RECORDS FOR THE TASK:

——

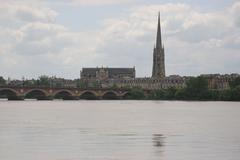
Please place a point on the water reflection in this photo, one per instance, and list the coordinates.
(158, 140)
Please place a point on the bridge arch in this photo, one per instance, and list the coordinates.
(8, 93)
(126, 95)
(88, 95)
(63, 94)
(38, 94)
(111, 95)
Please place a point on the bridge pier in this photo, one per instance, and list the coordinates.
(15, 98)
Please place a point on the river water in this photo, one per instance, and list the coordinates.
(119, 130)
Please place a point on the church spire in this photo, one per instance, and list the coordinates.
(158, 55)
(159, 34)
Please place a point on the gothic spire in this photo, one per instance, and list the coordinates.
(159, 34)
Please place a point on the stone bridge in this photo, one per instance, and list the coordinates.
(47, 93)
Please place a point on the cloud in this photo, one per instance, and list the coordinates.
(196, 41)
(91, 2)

——

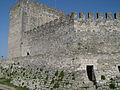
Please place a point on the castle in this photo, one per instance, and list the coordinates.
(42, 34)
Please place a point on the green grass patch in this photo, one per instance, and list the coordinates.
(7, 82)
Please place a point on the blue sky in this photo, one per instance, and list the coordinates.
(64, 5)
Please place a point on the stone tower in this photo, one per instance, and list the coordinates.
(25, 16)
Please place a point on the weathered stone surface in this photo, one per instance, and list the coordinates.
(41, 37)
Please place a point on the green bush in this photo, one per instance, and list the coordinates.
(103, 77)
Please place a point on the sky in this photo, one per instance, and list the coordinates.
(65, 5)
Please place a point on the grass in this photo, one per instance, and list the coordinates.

——

WHAT NEEDS TO BE DONE:
How many lines in the records above contain the string "grass"? Case matters; reply with only the number.

OUTPUT OF THE TASK:
2